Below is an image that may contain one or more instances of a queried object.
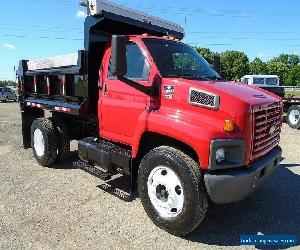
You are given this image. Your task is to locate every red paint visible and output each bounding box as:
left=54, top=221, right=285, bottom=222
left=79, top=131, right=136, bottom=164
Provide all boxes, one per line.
left=98, top=36, right=281, bottom=169
left=47, top=77, right=50, bottom=95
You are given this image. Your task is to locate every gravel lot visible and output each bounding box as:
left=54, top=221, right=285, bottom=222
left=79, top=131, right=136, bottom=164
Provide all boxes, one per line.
left=0, top=103, right=300, bottom=249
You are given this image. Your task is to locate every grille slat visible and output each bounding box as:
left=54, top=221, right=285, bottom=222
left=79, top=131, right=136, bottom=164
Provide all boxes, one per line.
left=251, top=104, right=282, bottom=160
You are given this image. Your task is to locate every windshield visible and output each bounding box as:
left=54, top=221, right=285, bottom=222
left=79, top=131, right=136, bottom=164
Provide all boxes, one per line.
left=143, top=38, right=221, bottom=80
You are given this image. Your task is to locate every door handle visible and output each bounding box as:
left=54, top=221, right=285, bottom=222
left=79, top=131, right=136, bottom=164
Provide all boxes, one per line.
left=103, top=83, right=107, bottom=95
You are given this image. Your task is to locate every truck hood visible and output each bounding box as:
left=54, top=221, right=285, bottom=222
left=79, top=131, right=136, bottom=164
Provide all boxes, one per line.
left=166, top=78, right=281, bottom=106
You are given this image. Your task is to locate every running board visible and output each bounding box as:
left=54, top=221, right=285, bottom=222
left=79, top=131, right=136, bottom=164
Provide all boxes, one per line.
left=78, top=137, right=132, bottom=175
left=73, top=160, right=112, bottom=181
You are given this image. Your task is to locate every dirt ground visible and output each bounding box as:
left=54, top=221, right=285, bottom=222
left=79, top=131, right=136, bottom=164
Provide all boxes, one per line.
left=0, top=103, right=300, bottom=249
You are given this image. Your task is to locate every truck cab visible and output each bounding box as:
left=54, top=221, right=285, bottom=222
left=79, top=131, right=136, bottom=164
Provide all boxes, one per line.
left=18, top=0, right=282, bottom=236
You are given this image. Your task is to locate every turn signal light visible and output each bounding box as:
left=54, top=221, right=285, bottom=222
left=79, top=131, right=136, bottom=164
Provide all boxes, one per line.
left=224, top=120, right=234, bottom=132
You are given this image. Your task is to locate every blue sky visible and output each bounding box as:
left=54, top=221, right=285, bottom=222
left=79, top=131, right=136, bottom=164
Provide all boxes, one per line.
left=0, top=0, right=300, bottom=80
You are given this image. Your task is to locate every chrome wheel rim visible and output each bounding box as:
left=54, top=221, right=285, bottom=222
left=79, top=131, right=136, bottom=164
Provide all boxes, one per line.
left=33, top=129, right=45, bottom=157
left=289, top=110, right=300, bottom=125
left=147, top=166, right=184, bottom=218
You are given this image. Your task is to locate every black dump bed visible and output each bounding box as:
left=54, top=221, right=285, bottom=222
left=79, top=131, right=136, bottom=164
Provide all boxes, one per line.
left=18, top=0, right=184, bottom=115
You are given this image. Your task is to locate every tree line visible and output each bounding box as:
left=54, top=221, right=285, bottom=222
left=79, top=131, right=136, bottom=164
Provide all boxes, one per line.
left=195, top=47, right=300, bottom=86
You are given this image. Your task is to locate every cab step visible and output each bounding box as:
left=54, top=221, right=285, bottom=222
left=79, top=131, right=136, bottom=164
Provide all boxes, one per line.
left=78, top=137, right=132, bottom=175
left=73, top=160, right=112, bottom=181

__Instructions to follow__. Update every item above by changing "bounding box" to "rectangle" and leaving everything else unchanged, and omit the pictures from your answer.

__Output for this exercise__.
Below is an image that may contain one or more instances of a queried object.
You are given this image. Your task is to locate every red paint visible and output each rectangle as:
left=54, top=221, right=285, bottom=222
left=79, top=131, right=136, bottom=164
Provide all boxes, one per line.
left=98, top=36, right=281, bottom=169
left=47, top=77, right=50, bottom=95
You are given this image. Your task is to locate every gravel lot visible and output each rectangle as:
left=54, top=221, right=285, bottom=222
left=79, top=131, right=136, bottom=164
Provide all boxes, one per line.
left=0, top=103, right=300, bottom=249
You are given this image. Your task is to locate every grille slat visible and output each rectangle as:
left=54, top=221, right=285, bottom=222
left=79, top=131, right=136, bottom=164
Provide all boxes, one per line.
left=251, top=104, right=282, bottom=160
You are given this image. Your task is to locate every windshield visible and output each rectangle as:
left=54, top=221, right=285, bottom=222
left=79, top=131, right=136, bottom=164
Provide all boxes, one per line.
left=143, top=38, right=221, bottom=80
You are given this image. Your task is to locate every door handle visible and output each rectangle as:
left=54, top=221, right=285, bottom=222
left=79, top=131, right=136, bottom=164
Provide all boxes, one per line.
left=103, top=83, right=107, bottom=95
You are given this image. Your task is to locate every truck hood visible and output each rectangle as:
left=54, top=221, right=285, bottom=222
left=79, top=131, right=136, bottom=164
Provide all boxes, one per line.
left=166, top=78, right=281, bottom=106
You are given this image. Your task is to locate every running board visible and output each rectangle as:
left=54, top=221, right=285, bottom=222
left=79, top=131, right=136, bottom=164
Provide all boxes, one per line.
left=78, top=137, right=132, bottom=175
left=73, top=160, right=112, bottom=181
You are given this image. Your task is to locate every dirt ground visible and output each rectangle as:
left=54, top=221, right=285, bottom=222
left=79, top=131, right=136, bottom=164
Provide all boxes, one per line.
left=0, top=103, right=300, bottom=249
You are given this image. Your task is to locate every truck cab visible and output each rectangle as:
left=54, top=221, right=285, bottom=222
left=79, top=131, right=136, bottom=164
Provide all boxes, one per line.
left=18, top=0, right=282, bottom=236
You are given this image. Your task is to locate every turn signal light visible and output each rectangle as:
left=54, top=221, right=285, bottom=222
left=79, top=131, right=136, bottom=164
Provide all boxes, one per line.
left=224, top=120, right=234, bottom=132
You are given this image. Your task is to locate every blue sky visible and output each rectangle as:
left=54, top=221, right=285, bottom=222
left=79, top=131, right=136, bottom=164
Provide all boxes, one per line.
left=0, top=0, right=300, bottom=80
You are given this image. Your task is to locate every chrome wheel rim visible and output each rectangle as:
left=54, top=221, right=285, bottom=222
left=79, top=131, right=136, bottom=164
Provide all boxes, one per line.
left=33, top=129, right=45, bottom=157
left=289, top=110, right=300, bottom=125
left=147, top=166, right=184, bottom=218
You are given this image. Your task is to locate every black dump bed visible and output each rectangle as:
left=54, top=221, right=285, bottom=222
left=79, top=131, right=136, bottom=164
Provide all boxes, one per line.
left=18, top=0, right=184, bottom=115
You are given this image. Your task is to locate every tree line visible and output each rectangle as:
left=54, top=221, right=285, bottom=222
left=79, top=131, right=136, bottom=164
Provide all boxes, one per line.
left=195, top=47, right=300, bottom=86
You are given this image. Your task is to locate every cab step visible and output each rectangle as:
left=54, top=221, right=285, bottom=222
left=79, top=131, right=136, bottom=164
Provide all boxes, one per line.
left=78, top=137, right=132, bottom=175
left=73, top=160, right=112, bottom=181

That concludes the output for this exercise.